## [Short task]
Reproduce word for word the lines of the records below, starting with the line containing "the white belly?" and going on through the last line of the records.

## [Working data]
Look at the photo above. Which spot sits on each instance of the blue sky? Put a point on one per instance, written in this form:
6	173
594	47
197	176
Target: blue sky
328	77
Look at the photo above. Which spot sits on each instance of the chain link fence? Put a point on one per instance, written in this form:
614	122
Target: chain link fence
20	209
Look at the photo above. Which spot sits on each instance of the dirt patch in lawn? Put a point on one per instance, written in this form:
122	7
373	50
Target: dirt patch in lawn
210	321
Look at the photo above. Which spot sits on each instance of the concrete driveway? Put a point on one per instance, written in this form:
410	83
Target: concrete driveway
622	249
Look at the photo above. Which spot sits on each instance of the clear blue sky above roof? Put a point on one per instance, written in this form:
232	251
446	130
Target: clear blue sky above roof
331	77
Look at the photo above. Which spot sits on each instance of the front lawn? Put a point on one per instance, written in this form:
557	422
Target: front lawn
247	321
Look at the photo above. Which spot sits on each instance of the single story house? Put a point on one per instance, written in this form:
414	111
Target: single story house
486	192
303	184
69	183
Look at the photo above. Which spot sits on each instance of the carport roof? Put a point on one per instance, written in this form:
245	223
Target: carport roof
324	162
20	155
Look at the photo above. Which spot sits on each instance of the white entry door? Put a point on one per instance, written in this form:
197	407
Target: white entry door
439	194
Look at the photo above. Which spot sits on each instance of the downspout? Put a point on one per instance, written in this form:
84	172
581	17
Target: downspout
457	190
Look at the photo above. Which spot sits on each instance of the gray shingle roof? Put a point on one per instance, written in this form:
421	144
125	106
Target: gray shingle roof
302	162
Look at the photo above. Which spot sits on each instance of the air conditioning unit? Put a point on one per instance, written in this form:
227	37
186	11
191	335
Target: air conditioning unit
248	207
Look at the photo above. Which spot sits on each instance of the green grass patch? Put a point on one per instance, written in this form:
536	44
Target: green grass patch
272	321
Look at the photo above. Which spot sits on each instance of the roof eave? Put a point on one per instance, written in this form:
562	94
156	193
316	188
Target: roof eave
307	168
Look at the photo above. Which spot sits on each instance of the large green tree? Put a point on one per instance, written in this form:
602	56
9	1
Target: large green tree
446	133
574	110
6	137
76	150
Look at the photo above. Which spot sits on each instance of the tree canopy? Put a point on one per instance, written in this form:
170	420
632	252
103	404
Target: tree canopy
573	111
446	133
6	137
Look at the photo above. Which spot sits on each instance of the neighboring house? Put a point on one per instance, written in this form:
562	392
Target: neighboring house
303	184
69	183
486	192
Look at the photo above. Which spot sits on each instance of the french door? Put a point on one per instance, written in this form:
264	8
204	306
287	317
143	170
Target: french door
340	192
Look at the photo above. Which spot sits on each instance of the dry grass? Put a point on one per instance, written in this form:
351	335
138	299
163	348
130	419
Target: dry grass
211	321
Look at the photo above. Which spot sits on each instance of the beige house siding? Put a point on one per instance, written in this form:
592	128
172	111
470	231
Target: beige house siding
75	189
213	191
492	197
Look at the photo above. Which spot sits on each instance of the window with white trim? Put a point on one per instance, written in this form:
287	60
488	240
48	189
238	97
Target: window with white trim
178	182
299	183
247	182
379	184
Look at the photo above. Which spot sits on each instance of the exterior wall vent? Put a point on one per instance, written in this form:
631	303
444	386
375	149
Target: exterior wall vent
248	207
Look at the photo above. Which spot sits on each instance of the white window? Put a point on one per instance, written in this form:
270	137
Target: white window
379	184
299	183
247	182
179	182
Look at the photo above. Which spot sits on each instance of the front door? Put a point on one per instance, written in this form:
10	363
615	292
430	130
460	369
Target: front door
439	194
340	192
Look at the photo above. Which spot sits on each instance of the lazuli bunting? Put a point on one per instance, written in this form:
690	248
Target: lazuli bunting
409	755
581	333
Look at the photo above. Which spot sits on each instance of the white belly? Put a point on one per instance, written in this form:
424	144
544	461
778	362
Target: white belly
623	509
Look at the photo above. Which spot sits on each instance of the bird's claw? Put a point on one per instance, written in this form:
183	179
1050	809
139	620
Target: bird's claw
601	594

## [Solved problem]
Look at the photo above. Which spot sits on each instance of the white belly? Put a point on one per instance, written in this form:
424	144
544	461
778	362
Target: white belly
623	509
Look at the photo above. Which spot sits on each instance of the bird's claw? Put a point on one per instance, written in this form:
183	179
1050	809
139	620
Target: bird's claw
601	594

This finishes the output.